Dataset excerpts on pointing at objects

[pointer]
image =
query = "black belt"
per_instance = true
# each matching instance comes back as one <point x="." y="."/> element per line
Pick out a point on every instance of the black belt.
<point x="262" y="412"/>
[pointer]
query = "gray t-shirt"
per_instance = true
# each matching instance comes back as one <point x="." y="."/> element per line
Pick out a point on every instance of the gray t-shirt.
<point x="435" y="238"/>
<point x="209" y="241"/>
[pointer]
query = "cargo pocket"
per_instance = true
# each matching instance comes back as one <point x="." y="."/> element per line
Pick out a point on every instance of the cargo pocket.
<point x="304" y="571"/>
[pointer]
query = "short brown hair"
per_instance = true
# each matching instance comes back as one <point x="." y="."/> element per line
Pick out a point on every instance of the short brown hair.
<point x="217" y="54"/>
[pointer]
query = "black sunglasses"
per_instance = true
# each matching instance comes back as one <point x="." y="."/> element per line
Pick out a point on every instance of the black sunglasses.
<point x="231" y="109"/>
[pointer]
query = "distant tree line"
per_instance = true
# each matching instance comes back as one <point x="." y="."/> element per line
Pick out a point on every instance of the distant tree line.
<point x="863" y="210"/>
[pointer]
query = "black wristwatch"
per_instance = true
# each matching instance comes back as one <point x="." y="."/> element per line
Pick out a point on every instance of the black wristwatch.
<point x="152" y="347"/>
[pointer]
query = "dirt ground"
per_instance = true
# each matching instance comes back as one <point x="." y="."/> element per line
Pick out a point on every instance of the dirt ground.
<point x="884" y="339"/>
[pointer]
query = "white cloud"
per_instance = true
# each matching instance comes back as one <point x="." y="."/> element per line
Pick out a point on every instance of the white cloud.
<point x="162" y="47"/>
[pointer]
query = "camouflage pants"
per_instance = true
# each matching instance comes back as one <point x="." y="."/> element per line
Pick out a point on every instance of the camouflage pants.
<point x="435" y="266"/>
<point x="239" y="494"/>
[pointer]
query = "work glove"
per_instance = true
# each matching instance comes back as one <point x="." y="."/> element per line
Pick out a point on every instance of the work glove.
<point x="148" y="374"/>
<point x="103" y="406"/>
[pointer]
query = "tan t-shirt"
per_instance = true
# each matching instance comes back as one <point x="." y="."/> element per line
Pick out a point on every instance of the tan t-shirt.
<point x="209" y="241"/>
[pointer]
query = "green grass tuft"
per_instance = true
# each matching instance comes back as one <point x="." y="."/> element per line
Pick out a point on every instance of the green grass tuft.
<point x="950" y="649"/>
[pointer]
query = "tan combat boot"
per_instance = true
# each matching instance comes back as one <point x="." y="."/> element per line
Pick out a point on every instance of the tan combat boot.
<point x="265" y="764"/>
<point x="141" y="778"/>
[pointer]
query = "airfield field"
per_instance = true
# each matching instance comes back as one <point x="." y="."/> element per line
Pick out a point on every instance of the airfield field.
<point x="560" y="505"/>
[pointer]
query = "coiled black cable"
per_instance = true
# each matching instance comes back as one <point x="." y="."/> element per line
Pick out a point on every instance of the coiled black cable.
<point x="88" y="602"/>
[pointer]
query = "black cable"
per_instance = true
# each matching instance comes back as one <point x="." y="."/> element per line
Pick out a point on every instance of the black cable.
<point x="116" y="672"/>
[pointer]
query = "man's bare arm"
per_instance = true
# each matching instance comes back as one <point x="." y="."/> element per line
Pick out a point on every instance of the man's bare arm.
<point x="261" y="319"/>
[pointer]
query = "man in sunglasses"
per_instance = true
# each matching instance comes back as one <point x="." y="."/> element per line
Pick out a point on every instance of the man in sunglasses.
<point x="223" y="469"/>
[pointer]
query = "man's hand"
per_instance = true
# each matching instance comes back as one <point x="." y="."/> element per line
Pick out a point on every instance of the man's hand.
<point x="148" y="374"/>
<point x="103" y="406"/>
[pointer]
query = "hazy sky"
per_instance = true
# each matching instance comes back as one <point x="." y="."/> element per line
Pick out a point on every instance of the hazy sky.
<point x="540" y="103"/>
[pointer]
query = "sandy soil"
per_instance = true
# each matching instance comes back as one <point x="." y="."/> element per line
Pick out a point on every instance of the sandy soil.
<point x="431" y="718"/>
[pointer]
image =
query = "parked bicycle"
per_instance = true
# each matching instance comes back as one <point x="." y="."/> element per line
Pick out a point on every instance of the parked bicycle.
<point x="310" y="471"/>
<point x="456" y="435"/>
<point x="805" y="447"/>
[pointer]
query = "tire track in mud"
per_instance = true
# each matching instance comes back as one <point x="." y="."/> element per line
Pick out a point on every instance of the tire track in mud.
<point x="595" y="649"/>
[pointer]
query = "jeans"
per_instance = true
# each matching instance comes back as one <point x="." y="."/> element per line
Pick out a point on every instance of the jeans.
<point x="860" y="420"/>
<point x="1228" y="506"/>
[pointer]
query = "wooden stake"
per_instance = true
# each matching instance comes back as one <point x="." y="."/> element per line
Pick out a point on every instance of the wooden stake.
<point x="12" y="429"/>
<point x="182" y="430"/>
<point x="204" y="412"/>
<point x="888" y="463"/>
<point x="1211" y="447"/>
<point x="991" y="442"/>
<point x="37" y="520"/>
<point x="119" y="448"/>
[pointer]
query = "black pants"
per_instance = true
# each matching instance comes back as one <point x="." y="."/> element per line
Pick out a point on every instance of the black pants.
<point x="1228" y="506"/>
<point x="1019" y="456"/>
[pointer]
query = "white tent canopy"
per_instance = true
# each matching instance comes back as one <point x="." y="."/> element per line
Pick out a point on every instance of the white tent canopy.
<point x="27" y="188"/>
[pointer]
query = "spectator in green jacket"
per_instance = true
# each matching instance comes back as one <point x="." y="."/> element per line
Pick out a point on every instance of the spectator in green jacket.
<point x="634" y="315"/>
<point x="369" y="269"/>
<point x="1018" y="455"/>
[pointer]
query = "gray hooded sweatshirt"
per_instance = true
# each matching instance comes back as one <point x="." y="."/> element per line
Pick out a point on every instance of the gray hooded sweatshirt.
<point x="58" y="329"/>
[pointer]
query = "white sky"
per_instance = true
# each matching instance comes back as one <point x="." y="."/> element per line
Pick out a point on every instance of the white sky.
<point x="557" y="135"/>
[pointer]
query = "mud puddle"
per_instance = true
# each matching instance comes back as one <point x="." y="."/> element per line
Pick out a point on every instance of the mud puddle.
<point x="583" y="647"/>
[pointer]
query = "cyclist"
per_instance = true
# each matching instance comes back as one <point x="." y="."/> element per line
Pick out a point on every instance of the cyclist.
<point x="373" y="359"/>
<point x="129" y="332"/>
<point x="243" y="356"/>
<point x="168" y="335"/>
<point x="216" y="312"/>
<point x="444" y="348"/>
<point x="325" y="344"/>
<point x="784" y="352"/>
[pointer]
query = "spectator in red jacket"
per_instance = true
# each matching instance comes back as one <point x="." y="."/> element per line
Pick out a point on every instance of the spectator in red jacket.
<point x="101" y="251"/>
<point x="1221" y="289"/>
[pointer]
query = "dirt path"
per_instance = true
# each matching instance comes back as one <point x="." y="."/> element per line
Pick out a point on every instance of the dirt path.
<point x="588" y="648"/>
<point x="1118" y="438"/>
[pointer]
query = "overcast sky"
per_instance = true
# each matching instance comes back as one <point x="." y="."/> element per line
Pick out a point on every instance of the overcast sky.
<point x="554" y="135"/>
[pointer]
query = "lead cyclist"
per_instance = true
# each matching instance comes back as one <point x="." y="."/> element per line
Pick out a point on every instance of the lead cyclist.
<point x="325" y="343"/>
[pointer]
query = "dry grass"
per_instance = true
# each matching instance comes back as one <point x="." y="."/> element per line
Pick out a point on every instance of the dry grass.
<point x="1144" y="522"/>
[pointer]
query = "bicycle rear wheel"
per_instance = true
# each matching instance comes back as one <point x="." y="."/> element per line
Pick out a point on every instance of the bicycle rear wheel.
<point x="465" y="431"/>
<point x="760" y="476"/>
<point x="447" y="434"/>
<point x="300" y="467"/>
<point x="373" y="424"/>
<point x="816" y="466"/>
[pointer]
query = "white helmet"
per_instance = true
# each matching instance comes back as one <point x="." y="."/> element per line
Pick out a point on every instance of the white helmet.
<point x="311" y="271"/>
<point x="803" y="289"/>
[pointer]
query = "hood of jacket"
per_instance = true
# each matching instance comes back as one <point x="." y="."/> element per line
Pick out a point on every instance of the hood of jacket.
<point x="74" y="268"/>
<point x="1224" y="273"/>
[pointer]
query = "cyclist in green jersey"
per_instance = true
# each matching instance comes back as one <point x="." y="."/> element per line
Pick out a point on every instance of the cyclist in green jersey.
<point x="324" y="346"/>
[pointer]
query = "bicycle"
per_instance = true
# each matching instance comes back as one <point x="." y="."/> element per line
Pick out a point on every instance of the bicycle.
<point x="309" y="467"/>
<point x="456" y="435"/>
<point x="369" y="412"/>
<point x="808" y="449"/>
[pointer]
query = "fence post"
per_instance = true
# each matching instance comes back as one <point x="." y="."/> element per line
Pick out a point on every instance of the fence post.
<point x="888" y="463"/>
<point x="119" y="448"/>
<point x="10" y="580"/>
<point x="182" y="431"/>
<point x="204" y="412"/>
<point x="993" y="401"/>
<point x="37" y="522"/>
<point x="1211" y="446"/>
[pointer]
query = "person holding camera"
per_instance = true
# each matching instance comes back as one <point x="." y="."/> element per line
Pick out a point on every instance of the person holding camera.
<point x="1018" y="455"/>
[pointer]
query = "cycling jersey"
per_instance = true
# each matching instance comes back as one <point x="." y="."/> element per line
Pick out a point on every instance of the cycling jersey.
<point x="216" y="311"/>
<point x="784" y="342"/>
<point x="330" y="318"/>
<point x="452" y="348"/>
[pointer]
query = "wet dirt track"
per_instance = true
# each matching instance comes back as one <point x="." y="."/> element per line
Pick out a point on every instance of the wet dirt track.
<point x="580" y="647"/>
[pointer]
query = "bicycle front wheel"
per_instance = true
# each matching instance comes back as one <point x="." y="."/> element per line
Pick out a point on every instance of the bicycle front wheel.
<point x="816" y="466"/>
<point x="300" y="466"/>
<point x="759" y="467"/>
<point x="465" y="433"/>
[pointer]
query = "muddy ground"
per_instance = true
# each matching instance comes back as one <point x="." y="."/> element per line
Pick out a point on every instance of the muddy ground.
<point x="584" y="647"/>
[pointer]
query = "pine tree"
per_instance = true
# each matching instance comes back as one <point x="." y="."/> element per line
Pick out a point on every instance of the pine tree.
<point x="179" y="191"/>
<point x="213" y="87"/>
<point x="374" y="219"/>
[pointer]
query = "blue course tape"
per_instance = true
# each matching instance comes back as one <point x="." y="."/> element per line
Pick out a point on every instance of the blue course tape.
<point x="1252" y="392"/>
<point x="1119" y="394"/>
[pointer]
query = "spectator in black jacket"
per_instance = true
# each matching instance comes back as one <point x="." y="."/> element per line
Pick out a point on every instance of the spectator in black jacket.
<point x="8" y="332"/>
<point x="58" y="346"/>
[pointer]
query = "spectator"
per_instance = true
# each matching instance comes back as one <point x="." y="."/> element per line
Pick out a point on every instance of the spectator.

> _Task brief_: Gather every line of the items above that contains the word "hand". Match case exactly.

> _Answer to this task_:
query = "man's hand"
Pick out a point on every instance of the man's hand.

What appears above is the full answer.